| Goal |
Count how many lines of the items below contain the string "trunk", matching case exactly. Reply with the number alone.

| Recorded data |
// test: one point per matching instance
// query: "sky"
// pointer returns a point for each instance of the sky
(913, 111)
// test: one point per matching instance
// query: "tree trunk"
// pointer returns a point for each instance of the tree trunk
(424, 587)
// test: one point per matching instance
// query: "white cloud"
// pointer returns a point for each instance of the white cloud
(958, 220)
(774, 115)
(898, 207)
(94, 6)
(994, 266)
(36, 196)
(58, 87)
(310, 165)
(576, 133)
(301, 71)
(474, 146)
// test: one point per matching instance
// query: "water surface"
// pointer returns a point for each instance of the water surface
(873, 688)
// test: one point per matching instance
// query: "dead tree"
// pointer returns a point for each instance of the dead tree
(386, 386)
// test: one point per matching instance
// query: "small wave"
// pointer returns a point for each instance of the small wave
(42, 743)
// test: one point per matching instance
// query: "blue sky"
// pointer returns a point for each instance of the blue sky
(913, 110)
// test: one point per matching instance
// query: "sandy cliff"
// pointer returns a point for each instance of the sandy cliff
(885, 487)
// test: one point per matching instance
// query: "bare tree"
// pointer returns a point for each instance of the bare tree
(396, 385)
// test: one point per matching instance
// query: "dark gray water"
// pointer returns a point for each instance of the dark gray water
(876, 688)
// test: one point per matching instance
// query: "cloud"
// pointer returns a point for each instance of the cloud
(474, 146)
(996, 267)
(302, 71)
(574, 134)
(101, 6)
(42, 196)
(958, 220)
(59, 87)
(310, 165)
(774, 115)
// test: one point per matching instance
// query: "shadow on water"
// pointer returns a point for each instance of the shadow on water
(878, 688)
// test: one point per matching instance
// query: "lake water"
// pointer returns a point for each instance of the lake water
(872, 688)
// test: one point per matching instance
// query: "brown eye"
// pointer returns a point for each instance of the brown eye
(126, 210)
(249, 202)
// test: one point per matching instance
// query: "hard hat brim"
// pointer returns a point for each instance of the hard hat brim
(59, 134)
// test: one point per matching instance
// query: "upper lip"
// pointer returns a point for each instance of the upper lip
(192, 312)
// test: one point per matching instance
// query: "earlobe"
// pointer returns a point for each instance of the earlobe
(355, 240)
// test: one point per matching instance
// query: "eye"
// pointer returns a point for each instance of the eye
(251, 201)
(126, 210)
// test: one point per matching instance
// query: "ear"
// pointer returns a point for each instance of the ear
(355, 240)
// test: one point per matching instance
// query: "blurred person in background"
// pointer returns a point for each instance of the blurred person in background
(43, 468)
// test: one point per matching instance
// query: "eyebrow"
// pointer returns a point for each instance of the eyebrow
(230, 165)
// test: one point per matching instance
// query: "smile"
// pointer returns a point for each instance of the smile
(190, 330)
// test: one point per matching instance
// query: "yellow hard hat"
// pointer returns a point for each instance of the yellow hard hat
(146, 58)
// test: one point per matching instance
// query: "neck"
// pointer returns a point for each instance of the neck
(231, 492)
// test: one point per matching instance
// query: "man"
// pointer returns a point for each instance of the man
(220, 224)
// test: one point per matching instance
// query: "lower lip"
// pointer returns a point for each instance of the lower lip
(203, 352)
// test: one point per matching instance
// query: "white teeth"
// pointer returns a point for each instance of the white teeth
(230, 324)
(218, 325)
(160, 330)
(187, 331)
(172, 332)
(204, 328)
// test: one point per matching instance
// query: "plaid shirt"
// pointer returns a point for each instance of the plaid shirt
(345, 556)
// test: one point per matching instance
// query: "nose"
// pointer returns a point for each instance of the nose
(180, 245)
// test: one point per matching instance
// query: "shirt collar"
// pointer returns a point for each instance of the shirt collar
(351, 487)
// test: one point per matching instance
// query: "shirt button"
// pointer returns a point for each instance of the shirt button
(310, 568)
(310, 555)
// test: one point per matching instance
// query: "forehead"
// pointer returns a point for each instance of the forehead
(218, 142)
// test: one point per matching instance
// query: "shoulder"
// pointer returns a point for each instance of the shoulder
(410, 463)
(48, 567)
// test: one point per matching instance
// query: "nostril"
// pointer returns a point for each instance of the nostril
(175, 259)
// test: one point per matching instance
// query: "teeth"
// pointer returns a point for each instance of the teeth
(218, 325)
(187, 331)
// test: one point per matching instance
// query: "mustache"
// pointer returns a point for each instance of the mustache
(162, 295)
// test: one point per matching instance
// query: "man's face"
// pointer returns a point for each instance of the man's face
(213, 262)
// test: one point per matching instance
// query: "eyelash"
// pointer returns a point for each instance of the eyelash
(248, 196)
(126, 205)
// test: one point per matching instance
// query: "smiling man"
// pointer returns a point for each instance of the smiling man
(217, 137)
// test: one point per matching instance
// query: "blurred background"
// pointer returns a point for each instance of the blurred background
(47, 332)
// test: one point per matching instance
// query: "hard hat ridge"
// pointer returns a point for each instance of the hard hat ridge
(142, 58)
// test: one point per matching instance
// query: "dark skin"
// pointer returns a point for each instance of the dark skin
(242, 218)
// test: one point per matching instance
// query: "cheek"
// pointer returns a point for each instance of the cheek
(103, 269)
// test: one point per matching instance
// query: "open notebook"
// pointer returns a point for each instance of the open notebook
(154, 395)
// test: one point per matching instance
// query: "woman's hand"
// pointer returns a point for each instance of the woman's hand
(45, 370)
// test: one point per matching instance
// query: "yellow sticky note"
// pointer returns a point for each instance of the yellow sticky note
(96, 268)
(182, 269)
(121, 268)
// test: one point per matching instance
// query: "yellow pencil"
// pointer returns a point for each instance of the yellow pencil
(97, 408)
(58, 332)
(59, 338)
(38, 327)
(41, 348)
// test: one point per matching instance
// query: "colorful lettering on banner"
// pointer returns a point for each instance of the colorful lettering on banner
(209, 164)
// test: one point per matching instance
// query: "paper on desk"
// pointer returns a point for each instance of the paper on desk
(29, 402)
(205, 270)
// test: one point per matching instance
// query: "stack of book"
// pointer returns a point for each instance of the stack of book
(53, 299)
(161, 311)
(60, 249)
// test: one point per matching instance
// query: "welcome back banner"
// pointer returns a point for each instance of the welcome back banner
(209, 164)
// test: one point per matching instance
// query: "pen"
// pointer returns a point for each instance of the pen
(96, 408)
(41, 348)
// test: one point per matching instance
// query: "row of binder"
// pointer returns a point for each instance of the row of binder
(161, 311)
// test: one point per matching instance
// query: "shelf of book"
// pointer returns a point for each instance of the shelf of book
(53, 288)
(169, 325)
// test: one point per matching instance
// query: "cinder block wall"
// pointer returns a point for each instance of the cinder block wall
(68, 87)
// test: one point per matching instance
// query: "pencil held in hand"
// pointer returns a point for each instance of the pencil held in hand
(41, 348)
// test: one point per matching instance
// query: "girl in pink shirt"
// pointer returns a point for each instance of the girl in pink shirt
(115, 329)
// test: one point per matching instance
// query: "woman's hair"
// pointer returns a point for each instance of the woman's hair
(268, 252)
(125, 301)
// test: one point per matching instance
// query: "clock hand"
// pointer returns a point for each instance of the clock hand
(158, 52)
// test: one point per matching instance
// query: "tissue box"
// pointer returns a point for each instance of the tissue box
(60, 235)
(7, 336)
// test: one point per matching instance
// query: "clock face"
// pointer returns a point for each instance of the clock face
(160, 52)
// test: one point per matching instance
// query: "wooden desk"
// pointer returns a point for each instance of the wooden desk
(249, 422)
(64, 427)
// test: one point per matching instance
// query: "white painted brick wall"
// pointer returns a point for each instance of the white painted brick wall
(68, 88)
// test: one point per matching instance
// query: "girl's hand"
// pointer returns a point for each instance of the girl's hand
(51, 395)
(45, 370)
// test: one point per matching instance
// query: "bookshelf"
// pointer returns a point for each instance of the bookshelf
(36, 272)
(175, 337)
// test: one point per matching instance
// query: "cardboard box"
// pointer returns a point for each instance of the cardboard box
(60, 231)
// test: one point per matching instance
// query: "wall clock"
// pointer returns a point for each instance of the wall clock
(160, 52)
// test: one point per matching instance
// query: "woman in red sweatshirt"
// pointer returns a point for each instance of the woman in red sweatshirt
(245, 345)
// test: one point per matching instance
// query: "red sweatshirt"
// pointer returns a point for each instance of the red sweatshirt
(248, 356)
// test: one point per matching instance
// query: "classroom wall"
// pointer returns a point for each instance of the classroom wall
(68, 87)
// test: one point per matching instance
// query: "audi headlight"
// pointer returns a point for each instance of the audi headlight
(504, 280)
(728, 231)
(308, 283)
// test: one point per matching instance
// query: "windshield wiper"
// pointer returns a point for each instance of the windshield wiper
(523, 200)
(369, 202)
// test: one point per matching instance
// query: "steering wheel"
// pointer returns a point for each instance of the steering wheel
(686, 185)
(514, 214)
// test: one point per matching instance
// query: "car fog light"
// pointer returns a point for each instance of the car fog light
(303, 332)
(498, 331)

| Complete response |
2